TASK OBJECTIVE → Where a line contains the word "window", copy that line from the records below.
━━━━━━━━━━━━━━━━━━━━
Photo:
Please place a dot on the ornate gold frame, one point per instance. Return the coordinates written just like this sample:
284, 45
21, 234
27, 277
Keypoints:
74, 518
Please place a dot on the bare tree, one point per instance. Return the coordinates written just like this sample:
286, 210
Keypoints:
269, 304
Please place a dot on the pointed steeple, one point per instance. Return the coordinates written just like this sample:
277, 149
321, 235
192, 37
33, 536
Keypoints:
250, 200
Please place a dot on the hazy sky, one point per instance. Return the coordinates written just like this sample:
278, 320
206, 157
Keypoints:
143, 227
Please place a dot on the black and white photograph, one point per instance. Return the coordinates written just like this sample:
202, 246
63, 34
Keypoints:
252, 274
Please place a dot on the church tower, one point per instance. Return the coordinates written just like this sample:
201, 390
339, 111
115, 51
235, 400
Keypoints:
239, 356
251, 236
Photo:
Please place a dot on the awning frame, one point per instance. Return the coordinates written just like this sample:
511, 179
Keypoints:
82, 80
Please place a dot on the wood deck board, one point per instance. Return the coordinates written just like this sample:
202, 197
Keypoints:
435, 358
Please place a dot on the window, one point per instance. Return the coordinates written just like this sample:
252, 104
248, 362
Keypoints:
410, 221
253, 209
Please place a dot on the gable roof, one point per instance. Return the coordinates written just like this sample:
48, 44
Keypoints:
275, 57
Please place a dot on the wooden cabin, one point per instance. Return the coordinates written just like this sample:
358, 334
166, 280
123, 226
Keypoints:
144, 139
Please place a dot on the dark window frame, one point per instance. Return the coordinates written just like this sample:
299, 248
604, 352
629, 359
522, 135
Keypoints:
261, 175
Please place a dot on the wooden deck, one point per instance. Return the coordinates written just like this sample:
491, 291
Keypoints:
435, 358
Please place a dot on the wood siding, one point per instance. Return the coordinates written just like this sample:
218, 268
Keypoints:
━━━━━━━━━━━━━━━━━━━━
SOLUTION BELOW →
Please place a dot on the window, one point per instance. Return the coordinates written just like this sample:
Please place a dot on the dark window frame, one point per instance. Return the coordinates written just like this sample:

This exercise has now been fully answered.